What services are available for my child?
The school based SLP provides a wide range of support to students experiencing speech, language and communication difficulties within the school setting. Services may include:
- participating on school support teams:
- to provide program suggestions and strategies
- to determine the need for referral to the school-based SLP
- to facilitate referrals to other professionals
- educating and helping parents to develop their child’s communication skills at home and in the community
- attending Identification Placement Review Committee (IPRC) meetings, case conferences, transition and connections meetings
- An assessment may include a evaluation of your child’s speech production, language skills, literacy skills, voice and fluency.

Stated problem 1: In the passage on school-based SLP services, which meetings does the SLP attend?
Stated problem 2: Render this sentence from the passage on school-based SLP services in Spanish: "The school based SLP provides a wide range of support to students experiencing speech, language and communication difficulties within the school setting."
Stated problem 3: Continue the passage on school-based SLP services from the point where it stops.

Dataset extract:
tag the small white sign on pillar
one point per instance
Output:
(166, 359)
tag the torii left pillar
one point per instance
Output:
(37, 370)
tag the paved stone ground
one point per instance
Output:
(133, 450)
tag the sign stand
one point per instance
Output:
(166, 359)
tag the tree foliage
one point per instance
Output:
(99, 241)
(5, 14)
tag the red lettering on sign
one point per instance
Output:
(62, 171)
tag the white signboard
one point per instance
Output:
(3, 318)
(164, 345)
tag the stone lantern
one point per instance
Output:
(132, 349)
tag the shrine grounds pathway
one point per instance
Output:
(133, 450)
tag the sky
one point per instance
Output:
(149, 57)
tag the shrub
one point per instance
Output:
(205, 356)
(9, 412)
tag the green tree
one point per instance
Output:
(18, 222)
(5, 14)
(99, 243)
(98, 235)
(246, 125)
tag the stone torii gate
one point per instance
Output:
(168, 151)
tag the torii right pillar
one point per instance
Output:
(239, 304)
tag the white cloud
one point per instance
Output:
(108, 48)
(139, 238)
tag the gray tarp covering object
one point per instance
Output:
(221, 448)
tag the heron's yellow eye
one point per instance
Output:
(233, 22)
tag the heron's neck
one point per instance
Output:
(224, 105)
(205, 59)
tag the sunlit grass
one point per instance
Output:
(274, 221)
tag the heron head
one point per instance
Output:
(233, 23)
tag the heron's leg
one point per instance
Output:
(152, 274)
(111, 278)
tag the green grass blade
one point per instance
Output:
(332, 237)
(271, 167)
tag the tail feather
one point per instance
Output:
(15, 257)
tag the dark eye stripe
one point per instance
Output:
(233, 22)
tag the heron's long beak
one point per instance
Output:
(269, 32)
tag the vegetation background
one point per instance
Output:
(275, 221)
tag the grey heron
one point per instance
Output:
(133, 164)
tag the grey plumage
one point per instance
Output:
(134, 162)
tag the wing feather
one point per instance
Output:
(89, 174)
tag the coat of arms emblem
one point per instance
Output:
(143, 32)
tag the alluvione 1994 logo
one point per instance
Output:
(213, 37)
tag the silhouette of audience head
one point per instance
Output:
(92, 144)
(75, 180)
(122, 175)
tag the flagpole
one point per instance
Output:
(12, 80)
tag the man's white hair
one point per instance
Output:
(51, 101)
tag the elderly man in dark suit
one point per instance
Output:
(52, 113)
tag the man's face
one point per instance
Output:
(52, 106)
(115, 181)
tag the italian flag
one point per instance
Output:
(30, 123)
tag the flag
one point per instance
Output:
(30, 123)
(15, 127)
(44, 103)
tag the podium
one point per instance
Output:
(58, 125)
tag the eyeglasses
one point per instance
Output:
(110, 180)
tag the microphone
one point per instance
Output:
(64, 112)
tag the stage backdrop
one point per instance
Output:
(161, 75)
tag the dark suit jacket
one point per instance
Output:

Expected output 1: Identification Placement Review Committee (IPRC) meetings, case conferences, and transition and connections meetings.

Expected output 2: El logopeda escolar brinda una amplia gama de apoyo a los estudiantes que presentan dificultades del habla, del lenguaje y de la comunicación dentro del entorno escolar.

Expected output 3:
The assessment process involves:
- gathering background information from Ontario Student Record, interviews with teachers, parents and other professionals involved with the student, in addition to informal and formal testing procedures
- observing of the student in the school setting when appropriate
- reviewing with teacher the results of assessment and how the student’s oral language and communication skills are impacting on the student’s academic success and well being
- administering formal and informal tests relating to listening, speaking, reading and writing
- developing recommendations and programming suggestions
- presenting results to Identification, Placement and Review Committees (IPRC’s) where appropriate
- working collaboratively with teachers to modify the language of instruction in the classroom based on the knowledge of how oral language, literacy, behaviour and social skills are interrelated
- supporting teachers in developing language and social communication strategies for Individual Education Plans for student’s with speech, language or communication difficulties
- selecting, demonstrating and determining effectiveness of special technology that may be beneficial and allow the student to access the curriculum; this may be facilitated through consultation with the boardwide consultants or through referral and consultation with outside agencies
- working with teachers in classroom to model specific oral language and communication facilitation strategies
- partnering with kindergarten teachers and early childhood educators to deliver language and communication intervention strategies in a play-based setting
- providing short-term intervention for individual or groups of students
Support to Full Day Kindergarten (FDK)
Full day kindergarten for 4 and 5 year olds is currently being phased in to all schools in Dufferin-Peel. Children in full day kindergarten develop social, emotional and communication skills through play-based learning. This program is designed to promote interaction with their peers and teachers who guide them.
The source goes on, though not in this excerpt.